• EXTRAIT DU DOCUMENT
• • • • • • •

Politique

17 octobre 1961 : des appels pressants à la reconnaissance officielle d’un « crime d’Etat »

Rédigé par | Lundi 18 Octobre 2021 à 12:50

Des cérémonies d'hommage aux victimes du massacre du 17 octobre 1961 à Paris se sont tenues tout au long du week-end du 16 et 17 octobre en France. Le président de la République, Emmanuel Macron, a présidé une commémoration en région parisienne à l'issue de laquelle l'Elysée a dénoncé des crimes qui, « sous l'autorité de Maurice Papon », alors préfet de police de Paris, sont « inexcusables pour la République ». Insuffisant pour des militants et des personnalités politiques de gauche, qui souhaitent la reconnaissance officielle d’un « crime d’Etat ».



Soixante années sont passées depuis la sanglante répression de la manifestation d’Algériens organisée à Paris le 17 octobre 1961 et la douleur reste vive. Lors d’une cérémonie d’hommage organisée samedi 16 octobre au pont de Bezons, dans les Hauts-de-Seine, quelques semaines après ses annonces en faveur des Harkis, Emmanuel Macron a rendu hommage à la mémoire des victimes en observant une minute de silence.

Si le président n’a pas pris publiquement la parole ce jour-là, l’Elysée s’est fendu d’un communiqué pour déplorer une tragédie qui « fut longtemps tue, déniée ou occultée » en France. Le président « a reconnu les faits : les crimes commis cette nuit-là sous l’autorité de Maurice Papon sont inexcusables pour la République », fait-on savoir.

• • • • • • •

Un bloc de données
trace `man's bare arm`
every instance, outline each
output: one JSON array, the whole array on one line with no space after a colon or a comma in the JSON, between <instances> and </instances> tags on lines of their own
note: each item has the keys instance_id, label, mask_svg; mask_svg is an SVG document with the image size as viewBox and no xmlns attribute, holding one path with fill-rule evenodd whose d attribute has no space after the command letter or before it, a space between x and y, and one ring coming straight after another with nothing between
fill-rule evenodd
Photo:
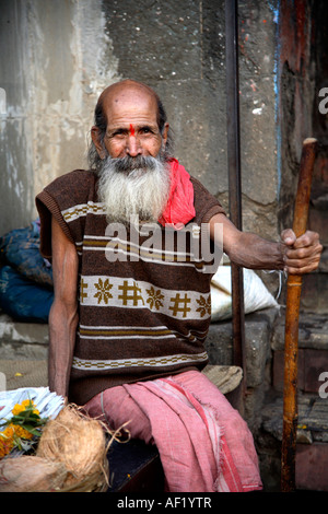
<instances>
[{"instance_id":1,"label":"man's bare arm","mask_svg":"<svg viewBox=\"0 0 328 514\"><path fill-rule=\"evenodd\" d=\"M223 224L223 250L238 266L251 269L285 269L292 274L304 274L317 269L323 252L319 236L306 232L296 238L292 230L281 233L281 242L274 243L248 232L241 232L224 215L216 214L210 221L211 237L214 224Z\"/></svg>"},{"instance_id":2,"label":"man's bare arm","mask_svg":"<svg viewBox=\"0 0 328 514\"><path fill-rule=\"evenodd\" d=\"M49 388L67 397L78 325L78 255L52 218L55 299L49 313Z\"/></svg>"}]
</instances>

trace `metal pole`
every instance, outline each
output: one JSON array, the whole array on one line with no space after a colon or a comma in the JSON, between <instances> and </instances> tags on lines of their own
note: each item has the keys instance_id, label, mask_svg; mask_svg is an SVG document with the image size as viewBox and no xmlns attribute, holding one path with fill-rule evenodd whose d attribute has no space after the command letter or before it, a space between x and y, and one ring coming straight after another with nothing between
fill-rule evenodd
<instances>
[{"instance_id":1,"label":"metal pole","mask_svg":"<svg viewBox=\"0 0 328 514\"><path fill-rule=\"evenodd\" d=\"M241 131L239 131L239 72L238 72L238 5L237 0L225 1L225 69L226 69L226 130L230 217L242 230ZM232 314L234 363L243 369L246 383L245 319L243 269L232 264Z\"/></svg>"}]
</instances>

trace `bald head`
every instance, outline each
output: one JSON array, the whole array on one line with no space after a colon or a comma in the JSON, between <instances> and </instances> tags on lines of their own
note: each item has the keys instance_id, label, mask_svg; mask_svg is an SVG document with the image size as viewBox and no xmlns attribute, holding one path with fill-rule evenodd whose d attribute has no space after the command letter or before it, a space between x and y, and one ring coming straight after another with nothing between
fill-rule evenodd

• • • • • • •

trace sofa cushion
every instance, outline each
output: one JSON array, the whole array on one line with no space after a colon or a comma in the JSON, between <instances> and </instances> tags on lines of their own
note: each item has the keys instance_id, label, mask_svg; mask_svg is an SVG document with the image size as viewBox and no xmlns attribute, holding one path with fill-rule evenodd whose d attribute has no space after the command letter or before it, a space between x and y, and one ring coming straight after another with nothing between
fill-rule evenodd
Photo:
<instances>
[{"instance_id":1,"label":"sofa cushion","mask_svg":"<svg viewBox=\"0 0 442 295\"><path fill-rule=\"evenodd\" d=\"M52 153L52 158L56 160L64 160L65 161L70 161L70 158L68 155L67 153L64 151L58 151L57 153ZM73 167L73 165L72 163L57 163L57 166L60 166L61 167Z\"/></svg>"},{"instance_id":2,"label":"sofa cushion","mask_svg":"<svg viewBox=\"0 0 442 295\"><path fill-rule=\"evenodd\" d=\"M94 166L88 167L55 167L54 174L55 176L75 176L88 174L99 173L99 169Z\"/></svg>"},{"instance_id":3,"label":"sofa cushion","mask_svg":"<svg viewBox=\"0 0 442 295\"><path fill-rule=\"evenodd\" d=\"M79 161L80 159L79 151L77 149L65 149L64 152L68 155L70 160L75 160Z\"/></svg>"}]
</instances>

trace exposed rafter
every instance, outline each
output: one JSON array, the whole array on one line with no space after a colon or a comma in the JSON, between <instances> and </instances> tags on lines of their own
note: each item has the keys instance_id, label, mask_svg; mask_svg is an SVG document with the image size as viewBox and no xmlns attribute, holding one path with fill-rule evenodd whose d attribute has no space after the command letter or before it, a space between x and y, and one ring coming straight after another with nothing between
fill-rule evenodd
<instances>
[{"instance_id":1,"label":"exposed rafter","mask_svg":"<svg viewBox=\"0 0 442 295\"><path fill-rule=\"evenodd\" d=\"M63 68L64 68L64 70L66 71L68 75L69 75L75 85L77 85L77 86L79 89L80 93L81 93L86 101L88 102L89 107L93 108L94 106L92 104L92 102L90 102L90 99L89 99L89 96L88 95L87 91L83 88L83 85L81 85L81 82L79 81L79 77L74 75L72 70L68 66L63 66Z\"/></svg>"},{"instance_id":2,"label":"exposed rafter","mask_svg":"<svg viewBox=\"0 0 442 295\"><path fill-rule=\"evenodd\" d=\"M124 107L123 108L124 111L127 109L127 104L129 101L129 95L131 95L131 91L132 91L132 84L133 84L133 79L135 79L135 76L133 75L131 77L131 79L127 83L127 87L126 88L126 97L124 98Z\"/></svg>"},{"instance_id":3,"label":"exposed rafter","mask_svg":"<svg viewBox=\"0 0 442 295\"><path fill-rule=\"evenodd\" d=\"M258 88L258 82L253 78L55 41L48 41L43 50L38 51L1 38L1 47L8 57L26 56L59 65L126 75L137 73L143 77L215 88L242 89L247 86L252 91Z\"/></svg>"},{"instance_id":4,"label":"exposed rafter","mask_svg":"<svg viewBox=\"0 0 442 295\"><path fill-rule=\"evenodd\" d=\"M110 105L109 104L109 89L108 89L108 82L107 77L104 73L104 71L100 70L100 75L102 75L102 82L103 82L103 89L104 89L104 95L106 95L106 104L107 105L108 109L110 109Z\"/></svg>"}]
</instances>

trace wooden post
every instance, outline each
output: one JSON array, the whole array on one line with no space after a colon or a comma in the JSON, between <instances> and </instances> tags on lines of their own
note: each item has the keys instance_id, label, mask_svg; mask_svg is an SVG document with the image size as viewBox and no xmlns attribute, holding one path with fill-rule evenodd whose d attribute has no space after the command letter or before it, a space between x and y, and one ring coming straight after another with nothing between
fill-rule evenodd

• • • • • • •

• EXERCICE PROPOSÉ
Selon l'extrait du document sur le 17 octobre 1961, où Emmanuel Macron a-t-il observé une minute de silence le samedi 16 octobre ?

• CORRIGÉ DE L'EXERCICE
Au pont de Bezons, dans les Hauts-de-Seine, lors d'une cérémonie d'hommage.